→ **Data in this exercise**

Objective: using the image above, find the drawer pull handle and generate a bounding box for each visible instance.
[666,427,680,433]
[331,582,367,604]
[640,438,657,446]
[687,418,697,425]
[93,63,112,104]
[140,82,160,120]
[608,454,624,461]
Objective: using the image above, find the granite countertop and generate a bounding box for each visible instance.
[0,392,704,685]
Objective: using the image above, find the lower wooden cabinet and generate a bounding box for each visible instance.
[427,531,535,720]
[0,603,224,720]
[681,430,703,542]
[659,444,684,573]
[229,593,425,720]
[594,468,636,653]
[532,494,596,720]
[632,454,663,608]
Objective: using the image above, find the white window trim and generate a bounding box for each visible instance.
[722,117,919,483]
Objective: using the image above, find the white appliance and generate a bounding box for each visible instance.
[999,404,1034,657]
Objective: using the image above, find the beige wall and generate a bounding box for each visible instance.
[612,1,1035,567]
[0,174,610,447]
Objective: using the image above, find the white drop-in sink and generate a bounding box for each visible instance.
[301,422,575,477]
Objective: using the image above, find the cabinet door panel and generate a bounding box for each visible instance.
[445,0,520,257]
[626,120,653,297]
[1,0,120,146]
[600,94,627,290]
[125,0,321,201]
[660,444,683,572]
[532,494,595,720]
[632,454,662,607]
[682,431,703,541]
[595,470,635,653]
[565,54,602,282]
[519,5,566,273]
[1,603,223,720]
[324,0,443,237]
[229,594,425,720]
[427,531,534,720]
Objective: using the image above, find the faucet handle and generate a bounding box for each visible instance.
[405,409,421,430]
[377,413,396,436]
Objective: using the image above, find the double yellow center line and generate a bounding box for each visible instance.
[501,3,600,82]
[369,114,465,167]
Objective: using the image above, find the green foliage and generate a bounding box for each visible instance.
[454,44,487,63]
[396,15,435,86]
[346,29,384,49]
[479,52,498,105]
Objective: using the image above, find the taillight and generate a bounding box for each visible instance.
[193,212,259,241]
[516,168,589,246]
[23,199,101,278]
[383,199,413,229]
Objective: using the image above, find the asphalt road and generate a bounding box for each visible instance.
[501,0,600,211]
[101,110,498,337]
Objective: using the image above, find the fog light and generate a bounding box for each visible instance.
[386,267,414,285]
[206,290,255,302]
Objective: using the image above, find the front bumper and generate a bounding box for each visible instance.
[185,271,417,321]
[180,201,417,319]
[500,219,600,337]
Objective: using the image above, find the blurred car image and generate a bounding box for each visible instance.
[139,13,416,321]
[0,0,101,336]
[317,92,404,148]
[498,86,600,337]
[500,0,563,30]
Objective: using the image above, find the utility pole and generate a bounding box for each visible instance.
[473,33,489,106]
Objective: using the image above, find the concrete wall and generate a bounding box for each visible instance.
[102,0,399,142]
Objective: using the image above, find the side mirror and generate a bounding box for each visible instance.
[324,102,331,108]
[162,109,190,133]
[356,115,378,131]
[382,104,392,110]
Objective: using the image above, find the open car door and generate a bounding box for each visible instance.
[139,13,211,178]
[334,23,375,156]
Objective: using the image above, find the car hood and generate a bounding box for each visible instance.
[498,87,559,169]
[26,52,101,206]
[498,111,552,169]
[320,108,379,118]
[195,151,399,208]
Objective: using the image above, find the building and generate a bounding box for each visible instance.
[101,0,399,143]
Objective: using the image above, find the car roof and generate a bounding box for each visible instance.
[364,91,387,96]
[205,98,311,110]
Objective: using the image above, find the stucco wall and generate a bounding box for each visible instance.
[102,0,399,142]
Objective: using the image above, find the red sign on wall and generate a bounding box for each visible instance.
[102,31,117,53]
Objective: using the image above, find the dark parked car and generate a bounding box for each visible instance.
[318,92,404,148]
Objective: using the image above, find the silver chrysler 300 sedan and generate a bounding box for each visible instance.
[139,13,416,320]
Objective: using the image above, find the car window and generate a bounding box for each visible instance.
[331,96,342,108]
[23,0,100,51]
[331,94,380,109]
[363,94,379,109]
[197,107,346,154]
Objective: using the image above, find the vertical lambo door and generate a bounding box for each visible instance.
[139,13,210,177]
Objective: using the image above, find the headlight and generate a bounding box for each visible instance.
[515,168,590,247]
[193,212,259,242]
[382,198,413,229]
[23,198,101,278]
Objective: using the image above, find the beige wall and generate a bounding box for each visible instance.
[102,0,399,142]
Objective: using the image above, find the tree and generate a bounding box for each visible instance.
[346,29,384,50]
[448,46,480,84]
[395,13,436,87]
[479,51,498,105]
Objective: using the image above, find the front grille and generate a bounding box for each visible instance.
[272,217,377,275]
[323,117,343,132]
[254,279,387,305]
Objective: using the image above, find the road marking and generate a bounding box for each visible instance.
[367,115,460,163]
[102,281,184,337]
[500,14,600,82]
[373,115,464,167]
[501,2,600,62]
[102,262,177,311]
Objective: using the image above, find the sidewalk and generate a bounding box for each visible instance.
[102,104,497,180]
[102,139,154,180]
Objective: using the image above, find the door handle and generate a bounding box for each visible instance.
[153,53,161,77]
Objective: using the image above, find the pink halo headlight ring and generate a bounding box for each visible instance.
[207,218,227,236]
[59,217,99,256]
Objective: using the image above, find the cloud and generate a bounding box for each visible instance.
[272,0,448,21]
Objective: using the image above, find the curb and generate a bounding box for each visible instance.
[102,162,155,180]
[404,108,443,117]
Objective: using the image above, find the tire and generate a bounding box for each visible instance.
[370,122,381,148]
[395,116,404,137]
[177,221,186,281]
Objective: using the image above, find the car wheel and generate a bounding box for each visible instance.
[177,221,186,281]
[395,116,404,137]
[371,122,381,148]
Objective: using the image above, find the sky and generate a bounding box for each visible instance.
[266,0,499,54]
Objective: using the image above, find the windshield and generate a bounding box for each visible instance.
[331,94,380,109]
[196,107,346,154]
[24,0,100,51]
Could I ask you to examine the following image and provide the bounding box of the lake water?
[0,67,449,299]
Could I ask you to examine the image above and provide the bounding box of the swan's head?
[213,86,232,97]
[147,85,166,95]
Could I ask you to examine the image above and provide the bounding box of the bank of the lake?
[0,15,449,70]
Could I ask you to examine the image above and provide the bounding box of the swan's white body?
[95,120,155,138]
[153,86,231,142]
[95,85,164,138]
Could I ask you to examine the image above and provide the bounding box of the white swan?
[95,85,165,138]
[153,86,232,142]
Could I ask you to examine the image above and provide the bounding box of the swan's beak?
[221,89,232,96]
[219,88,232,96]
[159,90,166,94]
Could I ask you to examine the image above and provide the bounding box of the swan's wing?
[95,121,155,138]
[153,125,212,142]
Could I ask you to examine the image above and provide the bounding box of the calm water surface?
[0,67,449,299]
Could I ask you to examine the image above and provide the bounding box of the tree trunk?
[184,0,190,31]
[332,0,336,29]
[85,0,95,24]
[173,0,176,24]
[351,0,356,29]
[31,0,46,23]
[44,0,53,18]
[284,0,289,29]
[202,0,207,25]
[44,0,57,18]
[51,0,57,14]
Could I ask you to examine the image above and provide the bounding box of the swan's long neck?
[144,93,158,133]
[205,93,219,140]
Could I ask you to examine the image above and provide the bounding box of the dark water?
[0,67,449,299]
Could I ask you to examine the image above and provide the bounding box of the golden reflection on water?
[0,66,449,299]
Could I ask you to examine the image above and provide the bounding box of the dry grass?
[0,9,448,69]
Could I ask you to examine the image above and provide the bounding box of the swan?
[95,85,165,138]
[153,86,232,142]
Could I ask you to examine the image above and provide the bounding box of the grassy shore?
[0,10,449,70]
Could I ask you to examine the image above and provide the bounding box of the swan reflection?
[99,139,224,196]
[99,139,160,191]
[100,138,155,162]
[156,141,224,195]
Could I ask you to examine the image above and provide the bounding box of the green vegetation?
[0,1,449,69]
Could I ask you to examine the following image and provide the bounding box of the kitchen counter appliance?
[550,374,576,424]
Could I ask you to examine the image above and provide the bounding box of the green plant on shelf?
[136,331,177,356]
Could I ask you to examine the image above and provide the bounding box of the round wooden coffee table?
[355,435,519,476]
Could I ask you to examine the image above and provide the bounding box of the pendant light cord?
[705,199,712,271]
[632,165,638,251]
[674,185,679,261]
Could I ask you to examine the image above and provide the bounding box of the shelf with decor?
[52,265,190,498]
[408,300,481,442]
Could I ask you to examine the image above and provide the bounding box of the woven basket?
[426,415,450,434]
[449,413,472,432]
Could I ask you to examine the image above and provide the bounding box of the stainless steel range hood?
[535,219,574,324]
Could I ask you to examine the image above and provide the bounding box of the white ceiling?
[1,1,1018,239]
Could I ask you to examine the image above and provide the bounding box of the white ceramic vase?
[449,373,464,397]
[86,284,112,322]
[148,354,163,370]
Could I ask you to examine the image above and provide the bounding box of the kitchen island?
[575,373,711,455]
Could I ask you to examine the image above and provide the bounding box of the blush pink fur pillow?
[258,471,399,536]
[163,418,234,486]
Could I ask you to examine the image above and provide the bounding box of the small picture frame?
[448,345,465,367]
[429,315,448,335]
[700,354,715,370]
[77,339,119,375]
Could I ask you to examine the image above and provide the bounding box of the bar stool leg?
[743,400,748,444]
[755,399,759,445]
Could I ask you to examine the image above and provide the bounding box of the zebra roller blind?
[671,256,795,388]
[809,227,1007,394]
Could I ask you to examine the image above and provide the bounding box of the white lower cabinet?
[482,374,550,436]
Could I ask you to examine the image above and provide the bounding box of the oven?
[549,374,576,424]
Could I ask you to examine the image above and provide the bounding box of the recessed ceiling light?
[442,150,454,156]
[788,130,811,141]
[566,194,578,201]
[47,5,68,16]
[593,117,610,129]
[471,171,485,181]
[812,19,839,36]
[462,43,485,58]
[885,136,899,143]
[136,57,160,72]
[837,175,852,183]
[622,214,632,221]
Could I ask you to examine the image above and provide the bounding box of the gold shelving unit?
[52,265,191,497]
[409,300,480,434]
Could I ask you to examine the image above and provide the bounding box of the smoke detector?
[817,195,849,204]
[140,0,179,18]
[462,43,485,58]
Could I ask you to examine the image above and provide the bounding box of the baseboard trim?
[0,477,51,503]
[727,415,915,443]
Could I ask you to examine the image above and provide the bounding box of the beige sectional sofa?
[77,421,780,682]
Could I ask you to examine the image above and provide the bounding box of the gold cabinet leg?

→ **How to complete this task**
The answer must be the line containing "bar stool leg?" and every line after it to the end of the records, repeated exactly.

→ **Exercise result**
Could I ask you to examine the image above and provide the bounding box of the bar stool leg?
[743,400,748,444]
[755,399,759,445]
Could I ask you to examine the image above and provide the bounding box of the zebra roller blind?
[671,256,795,388]
[809,227,1007,394]
Could I ask you to examine the image above and provide the bounding box of the white lower cabinet?
[482,374,550,436]
Could I ask you to examine the image above and provide the bounding box of the oven?
[549,374,576,424]
Could I ask you to examine the image above and provide the bounding box of the recessed ceiling light?
[442,150,454,156]
[788,130,811,141]
[566,194,578,201]
[47,5,68,16]
[593,117,610,129]
[471,171,485,181]
[812,19,839,36]
[462,43,485,58]
[885,136,899,143]
[136,57,160,72]
[837,175,852,183]
[622,214,632,221]
Could I ask you to examine the image above and provide the bounding box of the gold shelving unit?
[52,265,191,497]
[409,300,480,434]
Could I ask you to examine the image above and provide the bounding box of the smoke detector?
[817,195,849,204]
[140,0,179,18]
[462,43,485,58]
Could I ask you to examine the image above and provide the bounding box of the baseboard trim?
[0,477,51,503]
[727,415,915,443]
Could I ask you to examine the image above and provide the bounding box of the beige sectional sofa?
[77,421,780,682]
Could I ask you to examine the image above and provide the bounding box of the gold cabinet leg?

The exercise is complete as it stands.